Both these ways of making sense of our world — I will label them pride and shame — are culturally powerful. The former dominates in society at large and especially on the right, while the latter holds sway in the academy and on the left. Both are sinful. Neither will really give you an honest answer to your question (if an honest answer is what you want).

All knowledge is subjective. However, both pride and shame go beyond mere self-mediation. They are self-centered. They judge all things with the subject as the ultimate criterion. The way to a honest answer to your question happens to be the antidote to both: humility. Humility avoids the biases of pride and shame without being seduced by the false promise of neutrality. Humility contains its fear of discovering the unexpected and looks honestly at whatever it sees.

(For a full definition of humility, Christians look not to Noah Webster, but to Jesus of Nazareth, "who humbled himself and became obedient unto death," and whose mind we are called to share (Phil. 2:5-11). In obedience to God, Jesus put others first. He relied not only on his own faith but on the faithful challenges of others. For instance, the challenging faith of the Roman centurion (Matt. 8:5-13) and the Canaanite woman (Matt. 15:21-28) may have played a role in convincing Jesus that his mission ultimately included all nations. Yet Jesus could change his mind without relinquishing the mission he had already received from the Father.)

Now back to your question about the Christian faith. (I drew an analogy with Islam to suggest that a proper answer should apply by analogy even to a rival tradition, but this is not the time to do so. That is better entrusted to Muslims anyway.) The answer lies in the Christian message itself. Do the failures of the Church contradict the gospel?

We teach that the world has gone profoundly wrong, and is truly remedied only through and in the Kingdom of God. Jesus reigns in this Kingdom, which is a realm of "righteousness and peace and joy in the Holy Spirit" (Rom. 14:17). However, many who hear his good news twist it to fit their own expectations. Peter did this when he took Jesus' messiahship to mean freedom from persecution (Mark 8:27-33). Jesus described these so-called disciples as being "ashamed of me and of my words in this adulterous and sinful generation," and he promised them that "the Son of Man will also be ashamed" of them at his coming (Mark 8:37-38). True discipleship takes up its cross and follows the crucified in a life that suffers evil but does not commit it (Mark 8:34-36).

GIVEN TASK: Carry on the essay about pride, shame, and humility, starting right after its last sentence.

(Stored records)

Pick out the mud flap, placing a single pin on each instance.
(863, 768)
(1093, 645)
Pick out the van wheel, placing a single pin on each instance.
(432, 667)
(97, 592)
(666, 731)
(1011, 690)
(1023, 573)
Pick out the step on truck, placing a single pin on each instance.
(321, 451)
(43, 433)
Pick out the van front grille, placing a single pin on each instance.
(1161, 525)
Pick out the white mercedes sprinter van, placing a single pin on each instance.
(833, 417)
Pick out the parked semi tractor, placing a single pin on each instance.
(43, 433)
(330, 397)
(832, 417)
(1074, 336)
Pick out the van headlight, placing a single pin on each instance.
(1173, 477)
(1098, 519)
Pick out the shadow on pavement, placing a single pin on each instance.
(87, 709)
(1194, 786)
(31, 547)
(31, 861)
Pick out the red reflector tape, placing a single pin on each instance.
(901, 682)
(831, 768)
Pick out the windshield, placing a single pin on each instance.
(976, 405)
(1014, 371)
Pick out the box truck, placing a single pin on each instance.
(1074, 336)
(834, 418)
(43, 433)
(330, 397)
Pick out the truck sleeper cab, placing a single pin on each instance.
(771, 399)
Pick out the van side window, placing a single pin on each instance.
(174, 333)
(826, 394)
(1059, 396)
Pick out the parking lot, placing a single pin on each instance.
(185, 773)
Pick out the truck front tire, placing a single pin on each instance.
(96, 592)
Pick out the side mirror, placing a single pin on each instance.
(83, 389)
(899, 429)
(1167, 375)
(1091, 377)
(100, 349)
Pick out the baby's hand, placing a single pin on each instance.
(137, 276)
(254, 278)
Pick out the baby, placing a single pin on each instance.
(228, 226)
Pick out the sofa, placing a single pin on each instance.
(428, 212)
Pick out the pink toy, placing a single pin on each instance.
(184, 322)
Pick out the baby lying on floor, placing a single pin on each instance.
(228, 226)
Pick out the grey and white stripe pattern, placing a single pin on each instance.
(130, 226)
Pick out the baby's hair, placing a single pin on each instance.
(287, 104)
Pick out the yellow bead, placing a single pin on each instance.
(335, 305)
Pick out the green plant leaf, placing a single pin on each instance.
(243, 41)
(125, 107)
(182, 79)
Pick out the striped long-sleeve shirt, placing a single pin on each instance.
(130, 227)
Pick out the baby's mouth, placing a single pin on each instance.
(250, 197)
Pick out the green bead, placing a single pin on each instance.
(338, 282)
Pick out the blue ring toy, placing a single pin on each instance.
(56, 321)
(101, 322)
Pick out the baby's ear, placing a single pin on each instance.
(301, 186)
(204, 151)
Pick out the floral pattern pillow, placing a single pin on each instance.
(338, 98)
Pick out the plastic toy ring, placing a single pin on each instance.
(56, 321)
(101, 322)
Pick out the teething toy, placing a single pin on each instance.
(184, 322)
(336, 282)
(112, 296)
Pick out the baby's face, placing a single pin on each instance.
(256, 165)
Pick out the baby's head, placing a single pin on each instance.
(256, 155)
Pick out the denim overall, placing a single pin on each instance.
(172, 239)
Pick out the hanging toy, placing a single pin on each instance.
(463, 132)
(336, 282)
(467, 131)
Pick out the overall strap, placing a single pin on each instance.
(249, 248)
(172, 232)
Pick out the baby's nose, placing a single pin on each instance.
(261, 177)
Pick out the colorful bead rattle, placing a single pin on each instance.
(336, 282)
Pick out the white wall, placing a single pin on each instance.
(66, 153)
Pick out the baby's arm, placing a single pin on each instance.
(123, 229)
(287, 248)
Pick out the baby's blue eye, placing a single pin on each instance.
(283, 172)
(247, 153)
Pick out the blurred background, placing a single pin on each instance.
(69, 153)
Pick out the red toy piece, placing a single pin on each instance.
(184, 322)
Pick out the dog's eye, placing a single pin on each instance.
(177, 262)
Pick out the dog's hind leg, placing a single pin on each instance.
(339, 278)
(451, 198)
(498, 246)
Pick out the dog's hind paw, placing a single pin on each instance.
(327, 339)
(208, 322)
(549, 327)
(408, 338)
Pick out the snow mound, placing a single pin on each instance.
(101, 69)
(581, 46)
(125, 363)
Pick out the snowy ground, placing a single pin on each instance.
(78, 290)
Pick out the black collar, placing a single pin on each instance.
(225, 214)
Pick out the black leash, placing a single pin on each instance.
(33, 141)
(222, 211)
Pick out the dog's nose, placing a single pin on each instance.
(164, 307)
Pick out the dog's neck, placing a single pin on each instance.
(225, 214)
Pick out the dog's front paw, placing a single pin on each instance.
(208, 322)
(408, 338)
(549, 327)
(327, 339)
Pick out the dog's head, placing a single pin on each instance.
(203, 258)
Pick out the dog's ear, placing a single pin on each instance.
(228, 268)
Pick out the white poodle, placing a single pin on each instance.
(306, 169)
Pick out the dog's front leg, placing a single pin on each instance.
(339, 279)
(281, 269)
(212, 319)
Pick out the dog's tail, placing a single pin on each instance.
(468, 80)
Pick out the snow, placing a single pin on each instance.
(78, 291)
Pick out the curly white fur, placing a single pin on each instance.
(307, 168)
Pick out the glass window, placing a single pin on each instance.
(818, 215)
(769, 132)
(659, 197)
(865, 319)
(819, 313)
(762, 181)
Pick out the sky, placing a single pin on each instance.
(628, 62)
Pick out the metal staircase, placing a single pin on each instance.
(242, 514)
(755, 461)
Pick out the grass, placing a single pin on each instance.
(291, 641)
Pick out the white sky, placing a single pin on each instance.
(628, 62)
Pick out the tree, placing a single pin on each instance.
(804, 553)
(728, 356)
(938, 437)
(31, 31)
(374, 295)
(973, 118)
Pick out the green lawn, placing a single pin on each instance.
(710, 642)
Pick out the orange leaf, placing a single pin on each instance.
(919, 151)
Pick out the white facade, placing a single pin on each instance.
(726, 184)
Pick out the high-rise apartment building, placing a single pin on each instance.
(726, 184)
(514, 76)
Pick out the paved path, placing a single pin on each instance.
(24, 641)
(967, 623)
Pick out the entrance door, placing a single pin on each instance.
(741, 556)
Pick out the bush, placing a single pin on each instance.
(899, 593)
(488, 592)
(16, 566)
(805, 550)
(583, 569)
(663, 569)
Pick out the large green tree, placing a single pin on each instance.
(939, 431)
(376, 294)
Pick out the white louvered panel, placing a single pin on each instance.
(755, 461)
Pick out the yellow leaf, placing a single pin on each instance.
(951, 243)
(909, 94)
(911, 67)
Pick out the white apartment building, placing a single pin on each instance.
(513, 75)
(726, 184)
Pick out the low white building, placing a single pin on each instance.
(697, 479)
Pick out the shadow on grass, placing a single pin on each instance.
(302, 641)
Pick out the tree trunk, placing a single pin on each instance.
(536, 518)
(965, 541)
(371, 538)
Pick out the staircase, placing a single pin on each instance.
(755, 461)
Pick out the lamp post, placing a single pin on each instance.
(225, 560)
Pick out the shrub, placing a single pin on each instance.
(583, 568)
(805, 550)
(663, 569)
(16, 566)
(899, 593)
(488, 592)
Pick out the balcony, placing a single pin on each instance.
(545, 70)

ANSWER BELOW:
Yet Peter was ashamed of Jesus, denying him when his cross was at hand (Mark 14:66-72). At the moment of truth, he sought refuge in a lie. And Peter would keep failing even after the risen Jesus restored him (Gal. 2:11-14). So is Peter "not really a Christian"?

On the contrary, he is our ultimate representative. Christians have long aspired to Mary's standard of discipleship, but over the years I have repeatedly heard Christians identify with both Peter and doubting Thomas. We evangelicals hold these sorry apostles up more often then all the rest (including Mary). That's not pride talking, and it's not shame. It's humility. In our hearts, we know that we are no better. In fact, we know that we probably would not have followed Jesus in the first place, if not for God's extraordinary mercy.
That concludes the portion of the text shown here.